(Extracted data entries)
** start **
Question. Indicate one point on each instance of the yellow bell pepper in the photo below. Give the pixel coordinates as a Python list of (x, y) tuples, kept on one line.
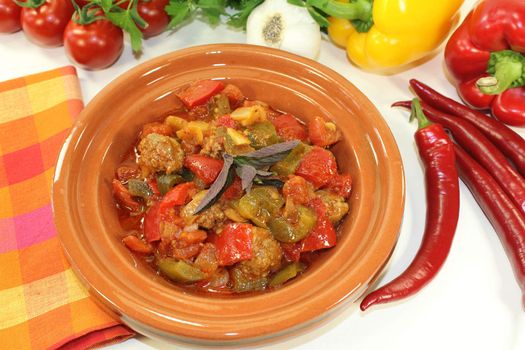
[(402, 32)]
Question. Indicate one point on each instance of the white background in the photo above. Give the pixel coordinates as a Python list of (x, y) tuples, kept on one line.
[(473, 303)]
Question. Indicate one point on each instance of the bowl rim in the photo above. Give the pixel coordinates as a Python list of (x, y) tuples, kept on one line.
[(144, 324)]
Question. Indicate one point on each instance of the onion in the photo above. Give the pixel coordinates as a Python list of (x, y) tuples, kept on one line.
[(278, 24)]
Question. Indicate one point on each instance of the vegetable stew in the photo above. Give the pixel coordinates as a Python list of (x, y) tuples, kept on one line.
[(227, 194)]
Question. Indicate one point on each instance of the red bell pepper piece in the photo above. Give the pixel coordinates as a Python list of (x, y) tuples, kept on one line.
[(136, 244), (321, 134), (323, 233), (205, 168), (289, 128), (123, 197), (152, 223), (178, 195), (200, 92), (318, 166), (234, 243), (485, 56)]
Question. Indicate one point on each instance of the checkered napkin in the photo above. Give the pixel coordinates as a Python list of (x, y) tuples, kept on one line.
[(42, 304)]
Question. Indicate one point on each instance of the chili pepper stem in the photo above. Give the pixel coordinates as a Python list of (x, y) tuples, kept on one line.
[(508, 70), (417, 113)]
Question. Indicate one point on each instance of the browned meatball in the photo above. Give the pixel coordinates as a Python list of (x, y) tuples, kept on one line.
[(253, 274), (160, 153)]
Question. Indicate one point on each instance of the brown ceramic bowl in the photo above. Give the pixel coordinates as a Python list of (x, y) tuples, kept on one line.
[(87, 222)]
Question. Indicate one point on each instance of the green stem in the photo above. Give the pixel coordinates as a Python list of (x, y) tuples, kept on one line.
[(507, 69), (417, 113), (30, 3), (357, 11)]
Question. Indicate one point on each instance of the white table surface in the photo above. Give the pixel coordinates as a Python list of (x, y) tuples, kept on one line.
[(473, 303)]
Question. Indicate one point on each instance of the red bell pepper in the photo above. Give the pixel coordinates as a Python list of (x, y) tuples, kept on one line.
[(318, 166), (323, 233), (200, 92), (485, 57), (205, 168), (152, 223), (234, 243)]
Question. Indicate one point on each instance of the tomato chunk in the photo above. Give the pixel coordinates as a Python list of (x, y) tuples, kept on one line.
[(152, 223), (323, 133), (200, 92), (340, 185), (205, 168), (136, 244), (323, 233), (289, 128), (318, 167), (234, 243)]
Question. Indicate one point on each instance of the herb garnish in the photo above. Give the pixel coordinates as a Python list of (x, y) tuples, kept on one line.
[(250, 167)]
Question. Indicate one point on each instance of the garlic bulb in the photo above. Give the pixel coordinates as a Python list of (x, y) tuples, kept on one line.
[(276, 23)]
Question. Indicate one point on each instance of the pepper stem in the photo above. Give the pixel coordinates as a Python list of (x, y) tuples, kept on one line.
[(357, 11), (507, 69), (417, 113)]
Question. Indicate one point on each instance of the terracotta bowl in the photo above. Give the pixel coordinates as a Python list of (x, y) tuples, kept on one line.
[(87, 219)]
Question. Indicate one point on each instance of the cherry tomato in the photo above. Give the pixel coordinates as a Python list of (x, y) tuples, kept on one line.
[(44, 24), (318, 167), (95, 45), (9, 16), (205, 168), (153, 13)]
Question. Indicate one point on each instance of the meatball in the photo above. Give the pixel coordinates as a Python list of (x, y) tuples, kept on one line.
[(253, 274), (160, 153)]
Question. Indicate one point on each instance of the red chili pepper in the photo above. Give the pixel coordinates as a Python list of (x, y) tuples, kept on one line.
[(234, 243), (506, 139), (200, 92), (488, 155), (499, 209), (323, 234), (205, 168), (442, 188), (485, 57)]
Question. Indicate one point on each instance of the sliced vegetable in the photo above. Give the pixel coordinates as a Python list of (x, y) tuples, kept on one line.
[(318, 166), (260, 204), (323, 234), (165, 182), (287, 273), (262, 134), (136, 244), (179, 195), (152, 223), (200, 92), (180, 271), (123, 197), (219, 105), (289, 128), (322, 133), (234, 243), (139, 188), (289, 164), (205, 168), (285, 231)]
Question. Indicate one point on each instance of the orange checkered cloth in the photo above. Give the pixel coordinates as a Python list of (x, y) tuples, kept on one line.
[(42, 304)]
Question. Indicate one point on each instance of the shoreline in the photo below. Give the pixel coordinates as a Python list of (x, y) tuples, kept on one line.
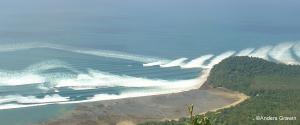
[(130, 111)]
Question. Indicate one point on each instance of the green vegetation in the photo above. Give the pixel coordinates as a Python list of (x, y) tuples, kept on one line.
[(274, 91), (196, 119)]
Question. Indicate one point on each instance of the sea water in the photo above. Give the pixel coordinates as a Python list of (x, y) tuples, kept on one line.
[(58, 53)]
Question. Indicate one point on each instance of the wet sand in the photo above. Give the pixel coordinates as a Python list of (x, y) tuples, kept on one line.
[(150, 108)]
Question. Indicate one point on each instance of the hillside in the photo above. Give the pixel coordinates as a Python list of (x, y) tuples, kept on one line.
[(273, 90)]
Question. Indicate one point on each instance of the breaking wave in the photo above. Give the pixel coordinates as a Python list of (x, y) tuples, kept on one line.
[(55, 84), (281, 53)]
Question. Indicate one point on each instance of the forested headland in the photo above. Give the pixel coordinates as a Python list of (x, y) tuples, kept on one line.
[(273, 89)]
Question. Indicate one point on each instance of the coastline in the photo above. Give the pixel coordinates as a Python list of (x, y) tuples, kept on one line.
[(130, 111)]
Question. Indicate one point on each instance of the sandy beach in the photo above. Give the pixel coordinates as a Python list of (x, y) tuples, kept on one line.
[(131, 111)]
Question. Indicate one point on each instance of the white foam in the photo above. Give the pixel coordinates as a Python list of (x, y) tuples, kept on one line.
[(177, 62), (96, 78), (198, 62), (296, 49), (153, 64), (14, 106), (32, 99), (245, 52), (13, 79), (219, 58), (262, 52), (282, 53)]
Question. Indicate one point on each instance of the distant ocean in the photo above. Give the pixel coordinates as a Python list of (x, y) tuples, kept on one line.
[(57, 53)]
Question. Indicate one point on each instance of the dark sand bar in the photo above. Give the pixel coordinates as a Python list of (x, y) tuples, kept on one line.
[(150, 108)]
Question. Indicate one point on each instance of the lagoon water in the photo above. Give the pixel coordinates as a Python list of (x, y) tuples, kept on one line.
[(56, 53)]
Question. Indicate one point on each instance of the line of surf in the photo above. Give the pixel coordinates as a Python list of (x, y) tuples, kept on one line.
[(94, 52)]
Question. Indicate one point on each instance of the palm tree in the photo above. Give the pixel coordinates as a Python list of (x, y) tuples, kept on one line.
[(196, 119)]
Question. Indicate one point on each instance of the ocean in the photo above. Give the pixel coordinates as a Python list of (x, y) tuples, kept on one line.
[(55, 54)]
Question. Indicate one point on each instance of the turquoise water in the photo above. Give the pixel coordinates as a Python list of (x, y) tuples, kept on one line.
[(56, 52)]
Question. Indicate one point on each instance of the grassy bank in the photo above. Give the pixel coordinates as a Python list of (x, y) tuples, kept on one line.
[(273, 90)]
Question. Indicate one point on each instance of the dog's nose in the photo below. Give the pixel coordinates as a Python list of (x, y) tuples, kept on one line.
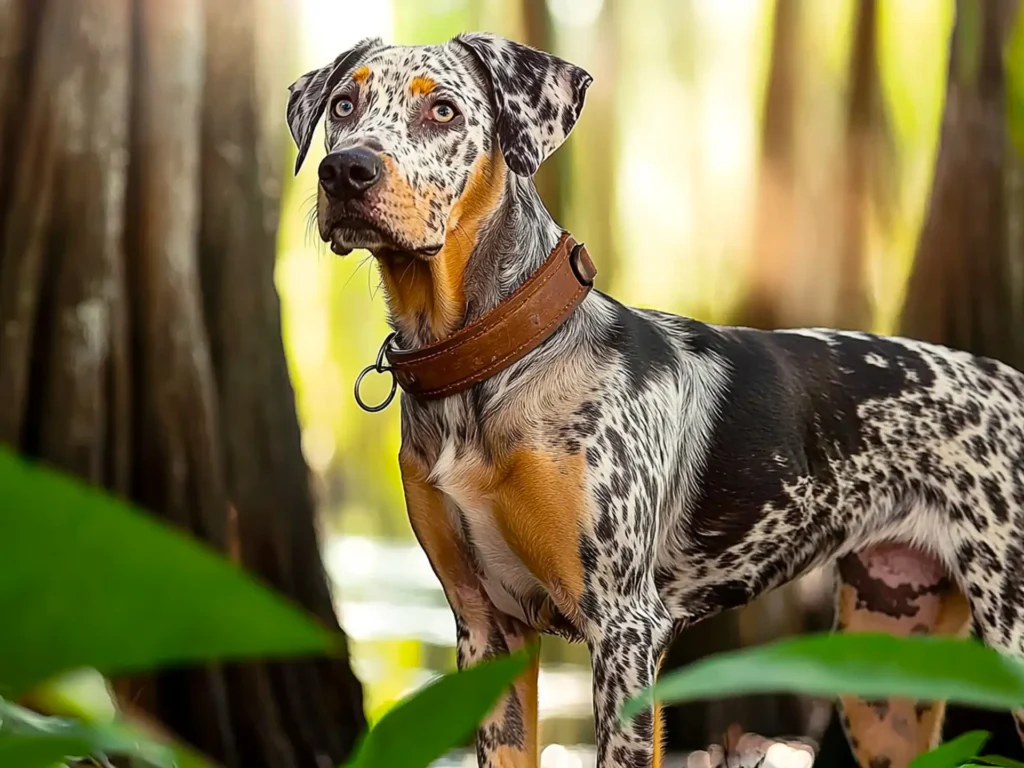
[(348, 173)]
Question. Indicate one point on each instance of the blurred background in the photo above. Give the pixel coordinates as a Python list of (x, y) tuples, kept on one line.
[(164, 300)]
** end **
** start **
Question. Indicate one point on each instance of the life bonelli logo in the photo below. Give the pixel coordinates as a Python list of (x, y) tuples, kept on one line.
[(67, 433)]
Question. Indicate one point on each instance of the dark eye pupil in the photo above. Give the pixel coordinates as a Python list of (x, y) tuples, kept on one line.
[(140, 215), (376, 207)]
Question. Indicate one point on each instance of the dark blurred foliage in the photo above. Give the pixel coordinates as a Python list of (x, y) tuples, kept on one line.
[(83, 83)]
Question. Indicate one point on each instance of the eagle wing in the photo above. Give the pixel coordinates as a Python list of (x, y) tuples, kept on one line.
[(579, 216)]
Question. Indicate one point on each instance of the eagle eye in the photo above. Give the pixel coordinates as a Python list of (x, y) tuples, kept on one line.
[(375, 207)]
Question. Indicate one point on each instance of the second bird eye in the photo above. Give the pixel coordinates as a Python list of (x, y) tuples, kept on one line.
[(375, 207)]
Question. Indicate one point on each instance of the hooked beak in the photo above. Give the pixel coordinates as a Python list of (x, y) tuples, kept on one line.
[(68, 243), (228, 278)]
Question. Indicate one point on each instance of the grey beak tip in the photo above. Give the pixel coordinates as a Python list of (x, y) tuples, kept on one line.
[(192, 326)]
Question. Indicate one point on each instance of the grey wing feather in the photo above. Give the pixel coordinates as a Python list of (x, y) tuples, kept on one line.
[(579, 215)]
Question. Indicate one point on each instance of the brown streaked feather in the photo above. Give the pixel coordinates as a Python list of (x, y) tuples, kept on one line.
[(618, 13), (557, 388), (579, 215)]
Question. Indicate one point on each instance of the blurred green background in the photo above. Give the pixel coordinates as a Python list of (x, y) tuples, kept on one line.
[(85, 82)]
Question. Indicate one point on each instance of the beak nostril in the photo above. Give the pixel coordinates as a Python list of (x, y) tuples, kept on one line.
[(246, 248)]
** end **
• WHAT YOU HAVE TO DO:
Copy the records above word for word, from the line that contains "Question. Indicate one point on each instance of the checkered" through the line that contains "[(507, 69), (417, 113), (30, 3), (357, 11)]", including both of those lines.

• RESPONSE TO THE EXERCISE:
Question. Indicate one point on each instance of the checkered napkin in the photo above. Give the pixel coordinates as a Python list of (x, y) tuples, kept on one line.
[(42, 304)]
Question. Indicate one point on each instance of the chili pepper stem in the photo above. Give the pixel coordinates as a Python list of (x, y) tuples, kept on one line.
[(508, 70), (417, 113)]
Question. Indicate one point on each instance of the browned meatball in the photo above. Give the pixel coordinates as a Python list of (x, y) tuples, kept on one line.
[(253, 274), (160, 153)]
Question. Indicate one point on each instance of the brown ceramic bowl in the photo above. Give the pixel coordinates as a Python list of (x, y) tuples, kept on one line.
[(87, 222)]
Question. Indicate one point on each instance of the green stem in the photo above. Give the pixel coordinates as a Python list of (x, y) tuples, kept on one line.
[(507, 69), (417, 113), (30, 3), (357, 11)]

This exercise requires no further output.